**Task details:** According to the introduction on green peach aphid, how high can losses in the Brassicaceae family caused by this pest reach?

**Page text:**
.....

Introduction

Green peach aphid (GPA), Myzus persicae, is considered to be one of the most important horticultural pests in the world, with the infestation often aggregating in high densities in more than 300 host plants in over 40–66 plant families including caisim (Brassica juncea) plant (Cao et al. 2017; Capinera 2008; Davis et al. 2006; Shim et al. 1977). Significant loss in Brassicaceae family due to GPA may reach 97–100% (Patel et al. 2004). The pest status of GPA gradually increased due to their ability to efficiently transmit virus diseases to more than 100 plants (Kennedy et al. 1962). Additionally, they developed resistance to major insecticides (Li et al. 2016; Rubiano-Rodriguez et al. 2014; Silva et al. 2012; Tang et al. 2017). The conventional methods used to manage GPA include utilization of rice–straw mulch (Silva-Filho et al. 2014), predators (De Backer et al. 2015; Down et al. 2003), entomopathogens (Vu et al. 2007; Mohammed et al. 2018), resistant cultivars (Davis et al. 2007; Pascal et al. 2002), with majority by using insecticides (Wang et al. 2008; Yu et al. 2010). Overuse of chemical pesticides to manage this pest has caused many environmental problems, and may lead to resurgence (Harrington et al. 1989). For these reasons, an alternative measures should be developed, one of which involves the use of the natural compound chitosan (Katiyar et al. 2014; Orzali et al. 2017).

.....

Collected data
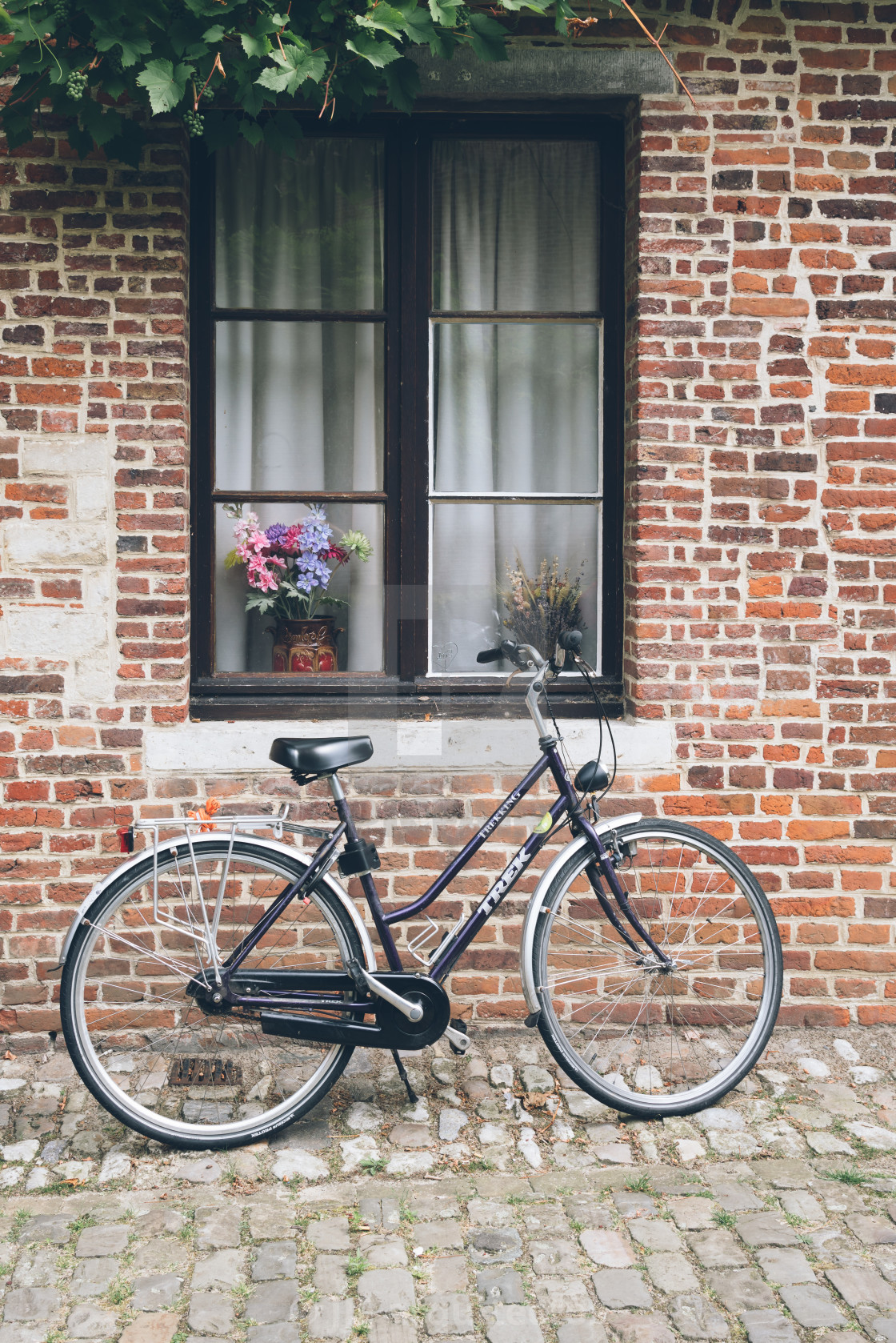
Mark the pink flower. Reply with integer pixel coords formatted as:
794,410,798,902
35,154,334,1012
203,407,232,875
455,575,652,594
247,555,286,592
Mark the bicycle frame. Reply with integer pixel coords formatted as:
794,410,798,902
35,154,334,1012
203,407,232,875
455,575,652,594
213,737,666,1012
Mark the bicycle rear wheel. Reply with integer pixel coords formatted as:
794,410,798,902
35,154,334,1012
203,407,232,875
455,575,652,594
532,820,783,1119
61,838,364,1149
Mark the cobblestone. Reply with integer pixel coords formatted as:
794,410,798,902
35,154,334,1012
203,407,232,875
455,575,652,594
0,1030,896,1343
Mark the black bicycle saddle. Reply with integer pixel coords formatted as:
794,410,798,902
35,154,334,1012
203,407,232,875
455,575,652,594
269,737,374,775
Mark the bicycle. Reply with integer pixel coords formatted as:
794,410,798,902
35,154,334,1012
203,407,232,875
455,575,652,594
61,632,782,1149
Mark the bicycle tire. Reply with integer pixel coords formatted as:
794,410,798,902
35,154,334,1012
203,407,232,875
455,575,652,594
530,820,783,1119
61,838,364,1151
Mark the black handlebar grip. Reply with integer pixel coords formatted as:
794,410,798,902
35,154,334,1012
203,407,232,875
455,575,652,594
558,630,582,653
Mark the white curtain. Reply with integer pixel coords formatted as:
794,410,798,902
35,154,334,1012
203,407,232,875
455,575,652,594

.....

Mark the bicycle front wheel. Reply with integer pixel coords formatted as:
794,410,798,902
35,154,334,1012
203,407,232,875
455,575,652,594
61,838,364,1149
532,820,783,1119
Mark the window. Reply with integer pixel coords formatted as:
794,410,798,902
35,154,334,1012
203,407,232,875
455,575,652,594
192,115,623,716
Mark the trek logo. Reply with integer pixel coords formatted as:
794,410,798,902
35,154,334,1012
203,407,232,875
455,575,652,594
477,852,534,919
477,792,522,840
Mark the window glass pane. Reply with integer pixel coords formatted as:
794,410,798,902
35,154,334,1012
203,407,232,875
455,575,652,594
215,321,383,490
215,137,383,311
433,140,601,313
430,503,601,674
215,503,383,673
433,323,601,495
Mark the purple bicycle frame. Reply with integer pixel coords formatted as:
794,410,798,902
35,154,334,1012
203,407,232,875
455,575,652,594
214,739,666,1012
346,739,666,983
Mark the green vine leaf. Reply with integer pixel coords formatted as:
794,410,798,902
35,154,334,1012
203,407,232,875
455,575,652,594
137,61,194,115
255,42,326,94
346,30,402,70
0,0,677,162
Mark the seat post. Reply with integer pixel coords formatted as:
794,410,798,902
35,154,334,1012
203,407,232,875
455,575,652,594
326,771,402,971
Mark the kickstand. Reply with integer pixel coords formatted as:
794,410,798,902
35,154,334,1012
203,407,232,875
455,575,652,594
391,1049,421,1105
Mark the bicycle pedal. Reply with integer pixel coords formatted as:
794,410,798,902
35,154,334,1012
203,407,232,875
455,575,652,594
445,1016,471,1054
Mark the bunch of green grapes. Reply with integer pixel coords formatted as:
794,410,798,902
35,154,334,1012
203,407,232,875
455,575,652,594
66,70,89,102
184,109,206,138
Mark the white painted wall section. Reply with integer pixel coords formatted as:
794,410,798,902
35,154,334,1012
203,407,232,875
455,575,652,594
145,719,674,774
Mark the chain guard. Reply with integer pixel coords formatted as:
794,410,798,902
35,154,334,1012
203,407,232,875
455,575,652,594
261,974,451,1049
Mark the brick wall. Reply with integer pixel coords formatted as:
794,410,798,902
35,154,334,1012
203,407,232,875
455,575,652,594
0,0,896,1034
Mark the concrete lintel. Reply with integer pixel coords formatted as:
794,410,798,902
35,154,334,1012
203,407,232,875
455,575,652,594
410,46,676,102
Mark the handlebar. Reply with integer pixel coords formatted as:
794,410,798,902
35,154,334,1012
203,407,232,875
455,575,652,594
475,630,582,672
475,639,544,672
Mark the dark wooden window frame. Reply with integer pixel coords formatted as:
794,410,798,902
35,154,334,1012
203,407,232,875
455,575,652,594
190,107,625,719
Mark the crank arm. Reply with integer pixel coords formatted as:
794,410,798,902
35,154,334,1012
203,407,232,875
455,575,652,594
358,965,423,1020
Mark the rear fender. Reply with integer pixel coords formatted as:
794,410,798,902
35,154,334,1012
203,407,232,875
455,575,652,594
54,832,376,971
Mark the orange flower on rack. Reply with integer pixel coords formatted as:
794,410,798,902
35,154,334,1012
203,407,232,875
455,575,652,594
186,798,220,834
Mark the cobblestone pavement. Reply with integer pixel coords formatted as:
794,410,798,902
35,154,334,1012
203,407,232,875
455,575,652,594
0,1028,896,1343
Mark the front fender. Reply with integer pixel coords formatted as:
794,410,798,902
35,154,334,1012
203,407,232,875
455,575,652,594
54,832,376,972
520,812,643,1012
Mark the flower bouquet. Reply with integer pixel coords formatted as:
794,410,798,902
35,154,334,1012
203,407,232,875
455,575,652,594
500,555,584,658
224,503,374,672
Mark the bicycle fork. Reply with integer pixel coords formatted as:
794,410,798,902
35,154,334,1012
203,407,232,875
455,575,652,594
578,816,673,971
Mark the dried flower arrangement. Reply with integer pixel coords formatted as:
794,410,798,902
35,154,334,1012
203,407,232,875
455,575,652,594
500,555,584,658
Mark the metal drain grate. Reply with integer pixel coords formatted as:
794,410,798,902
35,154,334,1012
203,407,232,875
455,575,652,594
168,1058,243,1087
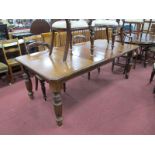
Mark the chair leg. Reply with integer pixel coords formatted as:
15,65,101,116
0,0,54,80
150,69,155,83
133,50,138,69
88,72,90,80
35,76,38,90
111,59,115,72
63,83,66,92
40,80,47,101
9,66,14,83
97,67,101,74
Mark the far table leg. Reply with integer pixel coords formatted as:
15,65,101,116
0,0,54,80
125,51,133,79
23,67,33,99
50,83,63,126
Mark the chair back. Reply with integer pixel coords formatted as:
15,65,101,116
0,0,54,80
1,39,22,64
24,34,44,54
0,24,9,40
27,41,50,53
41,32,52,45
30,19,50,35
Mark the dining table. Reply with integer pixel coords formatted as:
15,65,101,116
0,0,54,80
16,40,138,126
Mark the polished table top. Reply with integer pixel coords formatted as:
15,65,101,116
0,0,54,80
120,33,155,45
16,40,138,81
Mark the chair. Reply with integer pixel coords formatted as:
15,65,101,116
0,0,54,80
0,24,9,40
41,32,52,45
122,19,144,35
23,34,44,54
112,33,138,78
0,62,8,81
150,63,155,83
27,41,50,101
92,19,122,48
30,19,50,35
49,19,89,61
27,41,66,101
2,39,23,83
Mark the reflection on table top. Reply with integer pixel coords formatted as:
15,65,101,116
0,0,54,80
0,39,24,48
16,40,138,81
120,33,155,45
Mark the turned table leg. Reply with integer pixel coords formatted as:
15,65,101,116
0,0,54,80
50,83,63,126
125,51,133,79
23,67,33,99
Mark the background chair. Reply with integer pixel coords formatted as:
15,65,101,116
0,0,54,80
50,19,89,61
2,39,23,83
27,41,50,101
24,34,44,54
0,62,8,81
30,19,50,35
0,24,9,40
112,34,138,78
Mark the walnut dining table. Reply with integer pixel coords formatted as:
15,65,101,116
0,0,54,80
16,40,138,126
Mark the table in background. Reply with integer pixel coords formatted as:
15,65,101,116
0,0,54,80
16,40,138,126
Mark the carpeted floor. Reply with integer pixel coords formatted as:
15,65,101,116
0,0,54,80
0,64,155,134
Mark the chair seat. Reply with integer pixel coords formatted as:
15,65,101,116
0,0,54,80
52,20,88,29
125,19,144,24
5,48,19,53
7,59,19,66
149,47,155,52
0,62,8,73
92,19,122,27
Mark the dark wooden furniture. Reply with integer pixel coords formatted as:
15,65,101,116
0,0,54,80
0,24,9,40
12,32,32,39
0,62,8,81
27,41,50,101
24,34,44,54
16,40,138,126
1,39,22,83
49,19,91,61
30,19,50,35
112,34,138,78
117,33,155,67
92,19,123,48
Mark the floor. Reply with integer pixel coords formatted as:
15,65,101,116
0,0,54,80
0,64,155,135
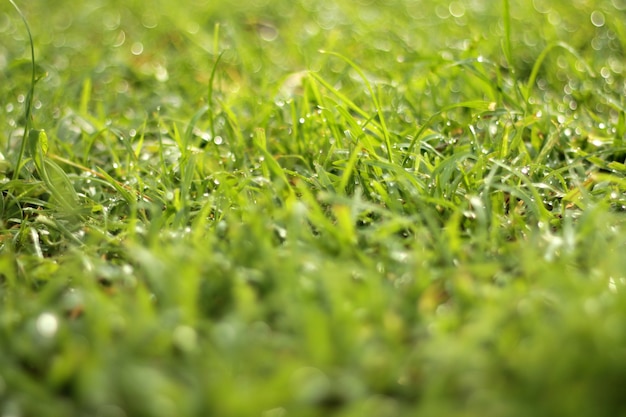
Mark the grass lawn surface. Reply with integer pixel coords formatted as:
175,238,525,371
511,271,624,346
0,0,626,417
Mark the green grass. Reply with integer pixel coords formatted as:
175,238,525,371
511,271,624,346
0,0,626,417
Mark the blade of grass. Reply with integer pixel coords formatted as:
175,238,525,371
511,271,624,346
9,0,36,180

.....

**Written solution:** 97–100%